_Written exercise_
In the superpower comments below, what must a person do when the character invented in college asks them for cole slaw?

_Provided text_
————————

9:40 it would be immensly useful for trips. Just teleport yourself with your bag to an unused room halfway across the world, and if there are clothes on the bag, just put them on there.
2:40 Consider that 200 bottles will have you _double_ your jump height. Also consider that the type and size of the bottle was not considered. With that kind of power, you invest in an edible bottle company that sells miniature ketchup bottles.
Even better if it’s multiplicative and not additive, though. Only takes 138 bottles then, and another 138 brings you to 4x, another 138 for 8x, eventually you’ve consumed 1380 and your jump height is 1024x its original amount.
I came up with my favroite in college. We were discussing exactly this at dinner and someone asked for some cole slaw, so I created a guy who's only piwer was if he asked someone for cole slaw, they had to drop what they were doing and get him some. Pretty powerful actually, but naturally this guy doesn't like Cole slaw
@@iamgrantowen Imagine you are getting mugged, you can ask the mugger to get coleslaw and you are free. It essentially allows you to send a person away from you.

————————

_Supplied entries_

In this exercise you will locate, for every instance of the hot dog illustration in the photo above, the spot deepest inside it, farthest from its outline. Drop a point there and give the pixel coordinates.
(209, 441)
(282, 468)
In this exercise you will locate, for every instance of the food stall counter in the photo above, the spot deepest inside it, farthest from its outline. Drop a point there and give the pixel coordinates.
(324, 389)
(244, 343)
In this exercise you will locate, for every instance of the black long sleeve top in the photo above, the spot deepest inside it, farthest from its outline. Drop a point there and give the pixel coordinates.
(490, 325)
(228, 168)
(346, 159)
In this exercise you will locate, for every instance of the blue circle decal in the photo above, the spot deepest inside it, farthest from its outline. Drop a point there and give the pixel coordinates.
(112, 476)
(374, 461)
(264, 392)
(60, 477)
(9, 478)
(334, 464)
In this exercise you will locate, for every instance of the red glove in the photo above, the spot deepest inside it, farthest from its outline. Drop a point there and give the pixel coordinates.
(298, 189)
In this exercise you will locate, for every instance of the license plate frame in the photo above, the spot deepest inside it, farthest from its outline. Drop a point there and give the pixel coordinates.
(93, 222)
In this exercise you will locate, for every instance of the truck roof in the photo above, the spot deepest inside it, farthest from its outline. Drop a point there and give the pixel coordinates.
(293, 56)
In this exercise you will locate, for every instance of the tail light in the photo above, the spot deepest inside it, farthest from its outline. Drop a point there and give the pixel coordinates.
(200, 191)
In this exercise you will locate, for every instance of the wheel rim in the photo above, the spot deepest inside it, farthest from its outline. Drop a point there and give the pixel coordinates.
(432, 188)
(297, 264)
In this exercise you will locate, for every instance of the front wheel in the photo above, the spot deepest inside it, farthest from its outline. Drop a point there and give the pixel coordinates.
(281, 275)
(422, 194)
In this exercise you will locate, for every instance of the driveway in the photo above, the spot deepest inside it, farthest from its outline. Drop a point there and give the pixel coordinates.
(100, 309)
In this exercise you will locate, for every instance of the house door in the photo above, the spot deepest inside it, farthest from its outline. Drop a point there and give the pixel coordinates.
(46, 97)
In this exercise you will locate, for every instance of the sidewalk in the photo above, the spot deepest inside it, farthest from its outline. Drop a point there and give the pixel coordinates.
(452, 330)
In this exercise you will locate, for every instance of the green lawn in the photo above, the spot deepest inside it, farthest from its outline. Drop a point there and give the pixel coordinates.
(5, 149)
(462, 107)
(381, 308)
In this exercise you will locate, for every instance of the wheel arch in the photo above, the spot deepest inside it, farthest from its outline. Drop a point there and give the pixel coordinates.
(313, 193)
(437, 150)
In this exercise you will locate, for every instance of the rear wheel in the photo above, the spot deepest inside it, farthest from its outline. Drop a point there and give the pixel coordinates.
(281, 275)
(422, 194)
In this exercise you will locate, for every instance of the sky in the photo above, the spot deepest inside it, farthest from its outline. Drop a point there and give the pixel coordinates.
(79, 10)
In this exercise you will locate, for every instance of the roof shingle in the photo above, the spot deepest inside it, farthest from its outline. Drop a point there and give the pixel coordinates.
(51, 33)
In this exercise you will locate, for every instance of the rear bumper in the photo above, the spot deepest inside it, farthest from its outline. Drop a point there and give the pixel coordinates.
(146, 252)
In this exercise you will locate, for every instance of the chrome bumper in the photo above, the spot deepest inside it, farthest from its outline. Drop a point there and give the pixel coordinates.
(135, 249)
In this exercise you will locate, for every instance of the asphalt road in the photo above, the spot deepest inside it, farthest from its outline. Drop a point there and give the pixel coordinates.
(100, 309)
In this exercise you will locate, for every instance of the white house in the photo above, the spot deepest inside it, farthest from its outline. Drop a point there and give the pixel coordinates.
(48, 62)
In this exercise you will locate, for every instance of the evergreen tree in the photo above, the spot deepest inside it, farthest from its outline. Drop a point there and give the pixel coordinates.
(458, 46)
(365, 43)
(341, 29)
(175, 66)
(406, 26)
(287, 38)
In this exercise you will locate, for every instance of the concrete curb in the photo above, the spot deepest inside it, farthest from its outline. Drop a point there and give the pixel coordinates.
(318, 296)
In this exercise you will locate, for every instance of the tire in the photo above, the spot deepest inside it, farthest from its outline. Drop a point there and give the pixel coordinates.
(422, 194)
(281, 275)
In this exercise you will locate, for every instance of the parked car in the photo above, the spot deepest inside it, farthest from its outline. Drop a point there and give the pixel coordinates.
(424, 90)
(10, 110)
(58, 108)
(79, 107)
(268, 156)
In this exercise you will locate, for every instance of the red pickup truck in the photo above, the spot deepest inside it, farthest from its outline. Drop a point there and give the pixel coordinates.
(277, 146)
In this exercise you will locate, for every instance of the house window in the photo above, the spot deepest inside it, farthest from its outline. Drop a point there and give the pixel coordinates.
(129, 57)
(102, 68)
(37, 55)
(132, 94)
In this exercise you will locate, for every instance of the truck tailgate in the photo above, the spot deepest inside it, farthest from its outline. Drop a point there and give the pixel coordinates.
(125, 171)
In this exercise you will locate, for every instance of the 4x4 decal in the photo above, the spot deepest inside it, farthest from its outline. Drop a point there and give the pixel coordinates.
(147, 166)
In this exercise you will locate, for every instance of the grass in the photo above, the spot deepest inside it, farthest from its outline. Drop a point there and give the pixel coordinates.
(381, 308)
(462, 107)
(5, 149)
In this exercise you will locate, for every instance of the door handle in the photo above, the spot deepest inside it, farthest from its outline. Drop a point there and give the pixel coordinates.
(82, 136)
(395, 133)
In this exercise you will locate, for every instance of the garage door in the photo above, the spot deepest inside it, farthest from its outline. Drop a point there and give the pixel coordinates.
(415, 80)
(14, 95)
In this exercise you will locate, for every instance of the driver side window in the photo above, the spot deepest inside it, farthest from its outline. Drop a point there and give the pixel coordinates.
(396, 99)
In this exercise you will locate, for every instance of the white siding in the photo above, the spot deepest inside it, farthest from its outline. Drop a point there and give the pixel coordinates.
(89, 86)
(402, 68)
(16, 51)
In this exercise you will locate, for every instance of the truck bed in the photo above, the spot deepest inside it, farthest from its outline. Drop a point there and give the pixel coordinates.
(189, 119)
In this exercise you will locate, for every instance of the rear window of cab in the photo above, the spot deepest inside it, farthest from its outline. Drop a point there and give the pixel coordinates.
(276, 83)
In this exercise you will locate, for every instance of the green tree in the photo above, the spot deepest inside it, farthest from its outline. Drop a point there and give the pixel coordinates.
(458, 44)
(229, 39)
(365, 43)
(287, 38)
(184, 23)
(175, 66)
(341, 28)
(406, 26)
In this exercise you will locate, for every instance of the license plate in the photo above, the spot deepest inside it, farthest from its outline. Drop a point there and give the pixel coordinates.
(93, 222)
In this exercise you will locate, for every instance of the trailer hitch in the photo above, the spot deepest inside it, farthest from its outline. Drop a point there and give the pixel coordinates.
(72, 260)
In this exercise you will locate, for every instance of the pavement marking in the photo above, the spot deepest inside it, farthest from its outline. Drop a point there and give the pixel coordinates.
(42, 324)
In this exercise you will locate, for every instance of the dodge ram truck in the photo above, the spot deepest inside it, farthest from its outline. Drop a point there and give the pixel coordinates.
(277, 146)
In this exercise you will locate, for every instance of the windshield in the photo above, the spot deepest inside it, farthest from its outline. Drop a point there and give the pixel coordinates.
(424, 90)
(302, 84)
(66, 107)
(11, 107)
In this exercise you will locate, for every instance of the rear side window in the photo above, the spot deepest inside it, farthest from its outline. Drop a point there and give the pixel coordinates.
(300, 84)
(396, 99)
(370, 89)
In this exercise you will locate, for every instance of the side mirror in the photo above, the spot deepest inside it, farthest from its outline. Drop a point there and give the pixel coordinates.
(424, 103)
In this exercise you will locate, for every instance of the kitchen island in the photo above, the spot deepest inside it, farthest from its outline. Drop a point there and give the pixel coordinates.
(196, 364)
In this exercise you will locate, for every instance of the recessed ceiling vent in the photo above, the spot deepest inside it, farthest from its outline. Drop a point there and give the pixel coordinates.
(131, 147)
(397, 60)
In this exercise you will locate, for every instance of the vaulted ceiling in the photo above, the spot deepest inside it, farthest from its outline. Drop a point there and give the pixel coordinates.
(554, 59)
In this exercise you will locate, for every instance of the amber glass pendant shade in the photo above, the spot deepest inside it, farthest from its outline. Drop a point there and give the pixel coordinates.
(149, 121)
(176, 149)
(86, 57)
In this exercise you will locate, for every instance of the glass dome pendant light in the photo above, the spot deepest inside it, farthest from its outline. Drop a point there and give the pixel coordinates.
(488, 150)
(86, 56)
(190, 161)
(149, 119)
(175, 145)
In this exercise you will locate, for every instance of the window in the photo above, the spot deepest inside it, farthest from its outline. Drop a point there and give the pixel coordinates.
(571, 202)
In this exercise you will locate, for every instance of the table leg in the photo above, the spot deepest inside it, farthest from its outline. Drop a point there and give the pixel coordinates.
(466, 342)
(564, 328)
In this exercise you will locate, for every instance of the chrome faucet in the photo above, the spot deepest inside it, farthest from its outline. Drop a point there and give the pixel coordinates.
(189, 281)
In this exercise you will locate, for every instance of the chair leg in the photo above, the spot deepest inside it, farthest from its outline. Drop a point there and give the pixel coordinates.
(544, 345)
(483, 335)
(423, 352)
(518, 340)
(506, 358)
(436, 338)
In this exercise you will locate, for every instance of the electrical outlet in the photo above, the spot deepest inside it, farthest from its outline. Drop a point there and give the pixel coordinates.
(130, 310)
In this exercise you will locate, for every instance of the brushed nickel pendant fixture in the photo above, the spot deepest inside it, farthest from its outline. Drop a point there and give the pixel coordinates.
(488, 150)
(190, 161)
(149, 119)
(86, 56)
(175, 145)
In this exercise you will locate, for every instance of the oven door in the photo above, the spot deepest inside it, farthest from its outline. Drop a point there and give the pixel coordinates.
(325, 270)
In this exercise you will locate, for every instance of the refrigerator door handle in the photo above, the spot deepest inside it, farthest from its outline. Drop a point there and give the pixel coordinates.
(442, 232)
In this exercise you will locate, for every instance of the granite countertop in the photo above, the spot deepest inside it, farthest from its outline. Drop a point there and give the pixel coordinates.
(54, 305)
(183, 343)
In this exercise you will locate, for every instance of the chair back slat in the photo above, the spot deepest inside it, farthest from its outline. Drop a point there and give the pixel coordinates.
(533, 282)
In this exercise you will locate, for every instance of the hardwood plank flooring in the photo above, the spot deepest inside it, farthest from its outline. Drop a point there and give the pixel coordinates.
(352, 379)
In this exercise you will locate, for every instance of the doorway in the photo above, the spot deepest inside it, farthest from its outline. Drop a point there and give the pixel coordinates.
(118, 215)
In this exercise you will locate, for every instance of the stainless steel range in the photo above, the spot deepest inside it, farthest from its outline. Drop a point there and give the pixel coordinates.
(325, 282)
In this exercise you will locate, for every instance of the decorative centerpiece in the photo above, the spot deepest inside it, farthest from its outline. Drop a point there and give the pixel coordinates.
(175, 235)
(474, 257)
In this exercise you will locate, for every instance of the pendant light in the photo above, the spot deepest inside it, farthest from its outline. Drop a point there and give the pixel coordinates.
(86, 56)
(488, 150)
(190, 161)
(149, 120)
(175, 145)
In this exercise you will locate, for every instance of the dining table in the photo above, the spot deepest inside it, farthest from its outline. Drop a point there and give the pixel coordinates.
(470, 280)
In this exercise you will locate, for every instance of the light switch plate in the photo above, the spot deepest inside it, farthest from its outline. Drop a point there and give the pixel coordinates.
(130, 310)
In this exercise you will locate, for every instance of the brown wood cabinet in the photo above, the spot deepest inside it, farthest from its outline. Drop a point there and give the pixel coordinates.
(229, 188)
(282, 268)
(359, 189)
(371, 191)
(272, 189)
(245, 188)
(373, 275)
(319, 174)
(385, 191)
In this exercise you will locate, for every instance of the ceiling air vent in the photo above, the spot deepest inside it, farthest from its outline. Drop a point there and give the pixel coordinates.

————————

_Solution to the problem_
They must drop what they are doing and get him some cole slaw.